::: Supplied material
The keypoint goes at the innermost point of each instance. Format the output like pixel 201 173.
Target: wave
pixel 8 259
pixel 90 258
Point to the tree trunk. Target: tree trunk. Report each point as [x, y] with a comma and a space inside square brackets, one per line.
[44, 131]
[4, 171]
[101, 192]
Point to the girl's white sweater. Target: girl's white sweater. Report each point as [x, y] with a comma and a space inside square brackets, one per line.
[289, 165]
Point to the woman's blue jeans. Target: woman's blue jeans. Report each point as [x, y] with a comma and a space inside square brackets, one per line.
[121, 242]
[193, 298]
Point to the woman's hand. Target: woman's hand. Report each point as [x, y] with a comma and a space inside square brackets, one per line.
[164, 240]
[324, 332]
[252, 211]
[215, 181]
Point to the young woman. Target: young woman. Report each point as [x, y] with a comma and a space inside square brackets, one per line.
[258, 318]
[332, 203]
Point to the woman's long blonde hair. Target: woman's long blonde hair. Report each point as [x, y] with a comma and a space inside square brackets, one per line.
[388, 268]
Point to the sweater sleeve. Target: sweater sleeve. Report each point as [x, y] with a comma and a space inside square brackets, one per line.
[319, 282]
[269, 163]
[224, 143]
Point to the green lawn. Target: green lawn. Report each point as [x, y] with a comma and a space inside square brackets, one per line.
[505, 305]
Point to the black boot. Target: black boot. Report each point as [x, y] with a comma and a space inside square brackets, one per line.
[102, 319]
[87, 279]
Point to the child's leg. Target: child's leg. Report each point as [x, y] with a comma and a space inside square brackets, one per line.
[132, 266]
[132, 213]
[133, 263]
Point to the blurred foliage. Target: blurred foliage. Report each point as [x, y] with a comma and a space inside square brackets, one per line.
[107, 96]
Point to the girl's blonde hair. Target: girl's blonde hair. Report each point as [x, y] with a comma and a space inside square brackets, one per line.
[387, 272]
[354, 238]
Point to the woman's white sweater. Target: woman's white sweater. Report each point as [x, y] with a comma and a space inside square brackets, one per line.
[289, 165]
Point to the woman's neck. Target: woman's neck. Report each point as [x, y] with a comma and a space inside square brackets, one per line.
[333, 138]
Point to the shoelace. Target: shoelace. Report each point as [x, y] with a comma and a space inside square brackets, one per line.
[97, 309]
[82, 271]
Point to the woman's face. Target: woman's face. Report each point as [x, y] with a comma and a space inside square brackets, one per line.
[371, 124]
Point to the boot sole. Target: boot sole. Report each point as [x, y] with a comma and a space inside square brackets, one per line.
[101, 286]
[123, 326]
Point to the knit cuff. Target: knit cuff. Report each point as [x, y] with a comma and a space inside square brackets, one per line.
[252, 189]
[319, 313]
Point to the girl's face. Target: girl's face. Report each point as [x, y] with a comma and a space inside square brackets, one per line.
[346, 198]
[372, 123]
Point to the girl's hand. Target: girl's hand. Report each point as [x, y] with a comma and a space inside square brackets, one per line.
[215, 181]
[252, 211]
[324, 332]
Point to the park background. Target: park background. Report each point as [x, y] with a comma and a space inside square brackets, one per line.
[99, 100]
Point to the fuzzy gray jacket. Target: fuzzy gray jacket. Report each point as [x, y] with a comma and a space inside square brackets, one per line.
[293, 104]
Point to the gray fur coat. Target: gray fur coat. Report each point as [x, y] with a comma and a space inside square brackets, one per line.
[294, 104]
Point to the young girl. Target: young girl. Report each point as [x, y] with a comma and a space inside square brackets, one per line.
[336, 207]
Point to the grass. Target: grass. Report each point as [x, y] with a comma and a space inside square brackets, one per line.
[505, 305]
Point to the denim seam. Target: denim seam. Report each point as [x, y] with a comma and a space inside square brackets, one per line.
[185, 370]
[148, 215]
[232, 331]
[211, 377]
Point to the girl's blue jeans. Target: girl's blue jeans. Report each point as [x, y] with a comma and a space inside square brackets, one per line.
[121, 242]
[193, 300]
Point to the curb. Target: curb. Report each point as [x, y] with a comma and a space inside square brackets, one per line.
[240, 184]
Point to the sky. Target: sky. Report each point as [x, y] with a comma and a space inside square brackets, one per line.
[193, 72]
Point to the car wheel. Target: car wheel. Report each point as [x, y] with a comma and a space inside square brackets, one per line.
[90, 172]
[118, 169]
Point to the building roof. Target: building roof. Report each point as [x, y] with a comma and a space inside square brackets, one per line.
::::::
Line by line, return the whole listing without a single difference.

**Solution:**
The keypoint goes at the innermost point of each instance. Format the output like pixel 201 173.
Target: wave
pixel 8 259
pixel 90 258
Point to the tree trunk. Target: tree trunk. Report each point as [x, y] with a comma and a space inside square brackets, one per line.
[44, 131]
[4, 171]
[101, 192]
Point to the girl's white sweater. Target: girl's white sweater. Report each point as [x, y] with a comma and a space inside square brackets, one per line.
[289, 165]
Point to the woman's blue jeans. Target: woman's blue jeans. Report each point as [x, y] with a comma and a space inside square brackets, one per line.
[121, 242]
[193, 298]
Point to the woman's hand. Target: woman's hand. Report each point as [x, y] with a comma and a space inside square brackets, one per line.
[164, 240]
[324, 332]
[252, 211]
[215, 181]
Point to the young woman. Target: young woman. Report each point as [x, y] with a comma and a space inside square brackets, one per line.
[258, 318]
[332, 203]
Point to the woman's long blonde hair. Target: woman's long blonde hair. Report each point as [x, y] with a comma and a space inside square brackets, one per line.
[388, 268]
Point to the sweater sleeve. Target: sweater sleeve. Report each point as [x, y] with a comma and a space inside square brackets, one per line.
[319, 282]
[269, 163]
[224, 143]
Point to the green lawn. Target: green lawn. Report each point as [x, y] with a comma and a space inside square brackets, one per line.
[505, 305]
Point to the black boot. Target: black boot. Report each point as [x, y] with a comma and a space inside square brackets, one per line.
[102, 319]
[87, 279]
Point to the child's leg. Target: child's leg. Report each point as [x, y] with a comma and a space inside square brackets, one per line.
[132, 266]
[132, 213]
[133, 263]
Point to the blurred foliage. Target: blurred foliage. Report each point as [x, y] with a comma and a space inside square brackets, one per line.
[107, 96]
Point to the girl's blonde hair. Target: girl's blonde hair. Report each point as [x, y] with a comma and a space inside square brackets, one per line.
[387, 272]
[354, 238]
Point to the woman's white sweater. Target: woman's white sweater. Report each point as [x, y] with a comma and a space inside square brackets, one per line.
[289, 165]
Point to the woman's neck. Target: woman's neck. Report each point as [x, y] with a comma and a space inside square brackets, one per line.
[333, 138]
Point to the shoelace. Target: shoelace. Report each point as [x, y] with a comma and a space inside square brackets, one per line.
[97, 309]
[82, 271]
Point to the woman's face. Target: woman's face. Report each point as [x, y] with a comma and a space inside square brackets, one per line.
[371, 124]
Point to the boot sole. Target: boot sole. Report each point as [x, y] with a comma and a space inside square brackets, one per line.
[101, 286]
[123, 326]
Point to the knit cuff. Target: knit cuff. Report each point as [x, y] with a comma and a space inside square brackets, one per line.
[252, 189]
[319, 313]
Point to the girl's face. Target: girl's face. Report each point as [x, y] with a comma and a space inside square brackets, one per line.
[346, 198]
[372, 123]
Point to the girl's hand. Target: girl's hand. Report each point as [x, y] with a comma and a space inside square brackets, one per line.
[215, 181]
[252, 211]
[324, 332]
Point to the park background. Target: park background. Report each point as [x, y] with a comma and a space inside square brackets, one per line.
[99, 100]
Point to the fuzzy gray jacket. Target: fuzzy gray jacket. Report each point as [x, y] with a comma and a space inside square brackets, one per line.
[293, 104]
Point to the gray fur coat. Target: gray fur coat. Report each point as [x, y] with a comma and a space inside square brackets, one per line.
[294, 104]
Point to the young girl. Target: young girl. Report each point as [x, y] with a comma and a space inside square brackets, one per line.
[336, 207]
Point to the grass. Target: grass. Report each point as [x, y] with a comma and a space inside square brackets, one per line.
[505, 305]
Point to the denim seam. Target: denim seam. Report each point as [x, y] with a comma and a space inside square brackets, one per line.
[185, 370]
[148, 215]
[232, 331]
[211, 377]
Point to the girl's blue jeans. Target: girl's blue jeans. Report each point as [x, y] with a comma and a space inside square brackets, one per line.
[121, 242]
[193, 300]
Point to the curb. Target: curb. Report each point as [x, y] with a comma and a space inside square brackets, one per line.
[240, 184]
Point to the sky. Target: sky. Report each point as [x, y] with a comma and a space inside square brackets, one per line.
[193, 72]
Point to the car wheel. Target: car wheel. Report each point as [x, y] with a comma and a space inside square brackets, one per line.
[90, 172]
[118, 169]
Point to the building roof. Target: building roof. Report each point as [x, y] with a comma and a space inside square brackets, one per line.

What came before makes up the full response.